- What to produce:
The response should be the records below, repeated exactly, with each picture left out.

[[ Provided information open ]]

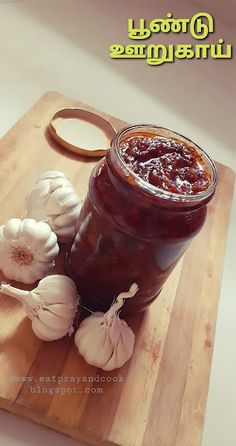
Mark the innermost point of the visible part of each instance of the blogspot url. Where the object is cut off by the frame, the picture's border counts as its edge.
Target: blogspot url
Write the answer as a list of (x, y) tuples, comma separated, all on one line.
[(63, 390)]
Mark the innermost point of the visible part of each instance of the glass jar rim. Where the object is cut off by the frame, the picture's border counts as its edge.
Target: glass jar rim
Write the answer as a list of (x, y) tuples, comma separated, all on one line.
[(159, 192)]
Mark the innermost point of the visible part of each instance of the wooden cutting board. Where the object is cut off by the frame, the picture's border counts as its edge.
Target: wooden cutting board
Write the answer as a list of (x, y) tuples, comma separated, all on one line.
[(158, 398)]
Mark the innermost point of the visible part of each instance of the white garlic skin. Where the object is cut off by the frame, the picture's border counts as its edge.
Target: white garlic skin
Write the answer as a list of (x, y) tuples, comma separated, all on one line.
[(107, 345), (53, 199), (27, 249), (51, 306), (105, 340)]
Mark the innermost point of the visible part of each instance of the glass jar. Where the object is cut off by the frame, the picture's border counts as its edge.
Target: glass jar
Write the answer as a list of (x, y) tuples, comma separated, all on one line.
[(131, 231)]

[[ Provided information closed ]]

- Solution below:
Mark the innermost point of the visible part of each instance of the blogspot url. Where the object is cut off by the frame, the picture's border counts as its edge.
Target: blogspot url
Write the answer as a list of (x, y) tuples, comma separated, all on one line.
[(63, 390)]
Mark the innermost point of the visible part of each instance of the glass jar rim. Where the object is cut off by the frame, the picture's border counts as its edge.
Target: glass jar rim
Write the answer as a list of (x, y) tuples, comma separated, all on one line.
[(159, 192)]
Mark the innermost point of the visible part of each instance of the wooden cutting board. Where the object is cut off by the frame, the picture's border counts as its edge.
Target: wooden cutting board
Write the answer as a list of (x, y) tuples, comma separated, all on one line.
[(158, 398)]
Mark the innermost point of the visible part of each instance of the white garlic skin. Where the object is cut off by the frame, the picture's border counts as its edge.
Target: white garlic skin
Write the answer as a list of (x, y) tuples, comma separated, all on one line.
[(107, 345), (53, 199), (27, 249), (51, 306), (105, 340)]
Mark the innermost point of the visible part of each instance of the glass jar. Where the object is cut off by the frame, the picture's border counts as its edge.
Target: glass jar
Write the answer as a list of (x, y) tuples, comma separated, all on one line.
[(131, 231)]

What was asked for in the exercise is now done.